[Challenge] Reproduce each line of the material precisely.

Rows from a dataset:
------------------------------
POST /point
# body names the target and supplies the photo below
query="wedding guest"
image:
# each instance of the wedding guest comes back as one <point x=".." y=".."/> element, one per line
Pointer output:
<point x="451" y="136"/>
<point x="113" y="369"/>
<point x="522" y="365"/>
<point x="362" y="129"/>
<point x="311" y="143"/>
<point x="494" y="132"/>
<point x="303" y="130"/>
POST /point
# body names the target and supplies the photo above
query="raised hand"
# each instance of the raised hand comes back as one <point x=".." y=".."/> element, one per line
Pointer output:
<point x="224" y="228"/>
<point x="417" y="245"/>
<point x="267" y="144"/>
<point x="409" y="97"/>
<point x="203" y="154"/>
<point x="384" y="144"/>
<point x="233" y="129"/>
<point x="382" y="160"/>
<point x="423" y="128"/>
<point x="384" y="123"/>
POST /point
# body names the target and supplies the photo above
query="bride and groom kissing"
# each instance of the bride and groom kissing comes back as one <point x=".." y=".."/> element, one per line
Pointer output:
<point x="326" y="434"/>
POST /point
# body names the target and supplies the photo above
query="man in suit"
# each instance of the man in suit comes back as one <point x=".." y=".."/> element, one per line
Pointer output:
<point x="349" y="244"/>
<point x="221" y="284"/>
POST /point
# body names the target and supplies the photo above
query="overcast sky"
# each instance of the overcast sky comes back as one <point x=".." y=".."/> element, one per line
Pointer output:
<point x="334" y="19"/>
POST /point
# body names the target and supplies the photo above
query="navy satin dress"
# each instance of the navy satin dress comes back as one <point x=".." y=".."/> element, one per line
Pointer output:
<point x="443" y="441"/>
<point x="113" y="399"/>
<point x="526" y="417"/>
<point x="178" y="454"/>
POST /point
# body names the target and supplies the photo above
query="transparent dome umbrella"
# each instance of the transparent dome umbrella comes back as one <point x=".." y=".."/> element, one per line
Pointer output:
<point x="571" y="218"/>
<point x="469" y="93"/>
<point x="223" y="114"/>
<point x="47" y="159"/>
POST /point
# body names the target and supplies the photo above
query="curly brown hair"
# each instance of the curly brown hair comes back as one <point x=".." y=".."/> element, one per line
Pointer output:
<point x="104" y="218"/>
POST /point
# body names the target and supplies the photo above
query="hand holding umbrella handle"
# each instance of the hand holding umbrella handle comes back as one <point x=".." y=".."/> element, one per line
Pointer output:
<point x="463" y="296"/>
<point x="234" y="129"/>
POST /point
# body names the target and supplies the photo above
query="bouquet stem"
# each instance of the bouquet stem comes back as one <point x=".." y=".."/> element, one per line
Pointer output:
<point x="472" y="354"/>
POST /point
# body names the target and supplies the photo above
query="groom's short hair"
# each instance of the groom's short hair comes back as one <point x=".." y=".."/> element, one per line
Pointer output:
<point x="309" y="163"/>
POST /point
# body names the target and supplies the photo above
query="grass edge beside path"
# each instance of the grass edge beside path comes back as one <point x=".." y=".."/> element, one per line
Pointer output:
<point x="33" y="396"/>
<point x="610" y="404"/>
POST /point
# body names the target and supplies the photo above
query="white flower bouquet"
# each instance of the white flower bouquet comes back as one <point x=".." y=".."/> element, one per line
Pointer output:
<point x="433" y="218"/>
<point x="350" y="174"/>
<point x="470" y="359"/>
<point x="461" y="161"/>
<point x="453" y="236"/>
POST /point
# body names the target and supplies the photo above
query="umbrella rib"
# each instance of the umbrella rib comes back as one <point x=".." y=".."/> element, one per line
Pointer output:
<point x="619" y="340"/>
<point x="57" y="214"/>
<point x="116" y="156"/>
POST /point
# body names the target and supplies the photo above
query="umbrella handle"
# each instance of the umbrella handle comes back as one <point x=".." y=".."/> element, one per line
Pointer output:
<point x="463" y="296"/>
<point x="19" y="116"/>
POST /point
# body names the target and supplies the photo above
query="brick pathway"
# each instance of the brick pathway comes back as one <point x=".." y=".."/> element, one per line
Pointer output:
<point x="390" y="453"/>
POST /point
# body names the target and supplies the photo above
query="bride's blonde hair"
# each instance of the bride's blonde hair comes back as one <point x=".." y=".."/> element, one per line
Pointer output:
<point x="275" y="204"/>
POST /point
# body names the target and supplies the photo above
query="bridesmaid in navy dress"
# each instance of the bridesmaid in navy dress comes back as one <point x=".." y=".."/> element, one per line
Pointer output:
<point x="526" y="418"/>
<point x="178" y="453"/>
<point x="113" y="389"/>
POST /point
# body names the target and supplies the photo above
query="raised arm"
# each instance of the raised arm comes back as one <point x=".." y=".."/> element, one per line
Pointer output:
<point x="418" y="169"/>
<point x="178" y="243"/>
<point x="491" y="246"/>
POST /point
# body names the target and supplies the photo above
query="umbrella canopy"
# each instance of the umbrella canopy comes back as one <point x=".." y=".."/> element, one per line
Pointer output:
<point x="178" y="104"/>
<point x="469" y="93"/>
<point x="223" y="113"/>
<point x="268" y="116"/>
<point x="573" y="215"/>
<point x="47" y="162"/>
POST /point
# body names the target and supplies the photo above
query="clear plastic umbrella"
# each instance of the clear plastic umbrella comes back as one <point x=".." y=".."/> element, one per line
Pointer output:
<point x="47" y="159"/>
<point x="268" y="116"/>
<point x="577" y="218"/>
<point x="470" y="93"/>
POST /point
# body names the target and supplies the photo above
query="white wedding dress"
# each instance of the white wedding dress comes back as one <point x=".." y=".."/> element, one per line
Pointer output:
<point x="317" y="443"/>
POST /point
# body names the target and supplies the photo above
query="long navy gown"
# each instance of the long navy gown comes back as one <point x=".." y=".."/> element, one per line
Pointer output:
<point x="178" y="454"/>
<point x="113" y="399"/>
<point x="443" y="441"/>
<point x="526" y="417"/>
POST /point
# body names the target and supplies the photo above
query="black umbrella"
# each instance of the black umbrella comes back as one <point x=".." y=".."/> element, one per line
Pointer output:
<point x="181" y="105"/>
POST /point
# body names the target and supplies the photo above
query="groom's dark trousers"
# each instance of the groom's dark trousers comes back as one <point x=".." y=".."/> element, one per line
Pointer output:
------------------------------
[Solved problem]
POST /point
# body names the target and supplies the photo below
query="wedding guest"
image:
# each instance of the wedding guest comes back as one <point x=".." y=".."/> element, one per line
Pointer output:
<point x="451" y="136"/>
<point x="113" y="369"/>
<point x="522" y="365"/>
<point x="362" y="129"/>
<point x="311" y="143"/>
<point x="494" y="132"/>
<point x="303" y="130"/>
POST /point
# body names the target and supplies the photo above
query="raised hand"
# each instance of the raised hand comes back as one <point x=".." y=".."/> element, one per line
Pointer output:
<point x="224" y="228"/>
<point x="417" y="245"/>
<point x="267" y="144"/>
<point x="409" y="97"/>
<point x="203" y="154"/>
<point x="384" y="144"/>
<point x="233" y="129"/>
<point x="382" y="160"/>
<point x="423" y="128"/>
<point x="384" y="123"/>
POST /point
# body names the target and supplies the photo above
query="bride and groom kissing"
# each instance of the bride and groom kissing comes back as one <point x=".." y=".."/> element, one per line
Pointer output:
<point x="326" y="434"/>
POST /point
# body names the target and supplies the photo above
query="man in suit"
# each instance of the man in suit comes back as one <point x=".." y=".."/> element, one per line
Pointer output:
<point x="349" y="244"/>
<point x="221" y="284"/>
POST /point
# body names the target and supplies the photo above
query="overcast sky"
# each instance of the overcast sky comes back as one <point x=".." y=".."/> element, one per line
Pointer output:
<point x="334" y="19"/>
POST /point
# body names the target and supplies the photo above
query="navy satin dress"
# each instance of the navy satin dress comes back as one <point x=".." y=".."/> element, one per line
Pointer output:
<point x="443" y="441"/>
<point x="113" y="399"/>
<point x="526" y="417"/>
<point x="178" y="454"/>
POST /point
# body names the target and supplies the photo above
query="transparent dome umbrella"
# each instance of the transparent dome umbrella comes back as one <point x=".." y=".."/> element, one per line
Pointer output:
<point x="571" y="218"/>
<point x="469" y="93"/>
<point x="223" y="114"/>
<point x="47" y="159"/>
POST /point
# body names the target and supplies the photo above
query="curly brown hair"
# each instance of the curly brown hair comes back as one <point x=".." y=".."/> element, one per line
Pointer output:
<point x="104" y="218"/>
POST /point
# body names the target and supplies the photo above
query="hand holding umbrella handle"
# each instance of the hand holding umbrella handle comes back as one <point x=".." y=".."/> element, one per line
Pointer output:
<point x="463" y="296"/>
<point x="234" y="129"/>
POST /point
# body names the target and supplies the photo above
query="bouquet stem"
# each instance of the bouquet stem comes back as one <point x=".." y=".."/> element, one per line
Pointer output:
<point x="472" y="354"/>
POST /point
# body names the target and supplies the photo above
query="groom's short hair"
# each instance of the groom's short hair comes back as one <point x=".." y=".."/> element, one per line
Pointer output:
<point x="309" y="163"/>
POST /point
# body names the target and supplies the photo above
query="grass edge beside path"
# each instance of the grass edge beside path comes back as one <point x=".." y=".."/> element, one per line
Pointer output:
<point x="33" y="396"/>
<point x="610" y="404"/>
POST /point
# body names the target and supplies the photo above
query="white flower bouquet"
# each instance of the white flower bouquet comes back as one <point x=".." y=".."/> element, one per line
Pointer output:
<point x="433" y="218"/>
<point x="350" y="174"/>
<point x="470" y="359"/>
<point x="461" y="161"/>
<point x="453" y="236"/>
POST /point
# body names the target and supplies the photo above
query="umbrella rib"
# each instance of the umbrella rib comes back as one <point x=".." y=".."/> element, one per line
Pointer output:
<point x="619" y="340"/>
<point x="57" y="214"/>
<point x="116" y="156"/>
POST /point
# body names the target and supplies the photo above
query="umbrella handle"
# each instance of the umbrella handle comes back as one <point x=".." y=".."/> element, one per line
Pointer output:
<point x="463" y="296"/>
<point x="19" y="116"/>
POST /point
# body names the target and supplies the photo above
query="brick pathway"
# each instance of the brick pathway comes back as one <point x=".." y=".."/> element, one per line
Pointer output:
<point x="390" y="453"/>
POST /point
# body names the target and supplies the photo above
query="bride's blonde hair"
# each instance of the bride's blonde hair comes back as one <point x=".." y=".."/> element, one per line
Pointer output:
<point x="275" y="204"/>
POST /point
# body names the target and supplies the photo above
query="bridesmaid in navy dress"
# each instance of the bridesmaid in navy dress comes back as one <point x=".." y=".."/> element, one per line
Pointer output:
<point x="526" y="418"/>
<point x="178" y="453"/>
<point x="113" y="389"/>
POST /point
# body names the target and supplies the photo above
query="raised arm"
# each instance of the raised arm comes back as one <point x=".." y=".."/> element, one per line
Pointer output:
<point x="418" y="169"/>
<point x="178" y="243"/>
<point x="491" y="246"/>
POST /point
# body names the target and supplies the photo above
query="umbrella canopy"
# each instance of the umbrella canopy comes back as one <point x=".." y=".."/> element, one per line
Pointer output:
<point x="178" y="104"/>
<point x="469" y="93"/>
<point x="223" y="113"/>
<point x="268" y="116"/>
<point x="573" y="215"/>
<point x="47" y="162"/>
POST /point
# body names the target and supplies the photo above
query="clear plastic umbrella"
# each instance of the clear plastic umbrella comes back as one <point x=".." y=".."/> element, one per line
Pointer output:
<point x="47" y="159"/>
<point x="268" y="116"/>
<point x="577" y="218"/>
<point x="470" y="93"/>
POST /point
# body names the target and supplies the photo above
query="white wedding dress"
# each instance of the white wedding dress comes back as one <point x=".." y=".."/> element, one per line
Pointer output:
<point x="317" y="443"/>
POST /point
# body names the target and supplies the photo above
query="long navy gown"
# each instance of the long navy gown comes back as one <point x=".." y=".."/> element, one per line
Pointer output:
<point x="178" y="454"/>
<point x="113" y="399"/>
<point x="443" y="441"/>
<point x="526" y="417"/>
POST /point
# body names the target and supplies the photo above
query="black umbrella"
# each instance of the black umbrella comes back as one <point x=".." y=".."/> element, one per line
Pointer output:
<point x="181" y="105"/>
POST /point
# body names the target and supplies the photo above
query="groom's dark trousers"
# each instance of the groom's dark trousers comes back as one <point x=".." y=".."/> element, one per line
Pointer output:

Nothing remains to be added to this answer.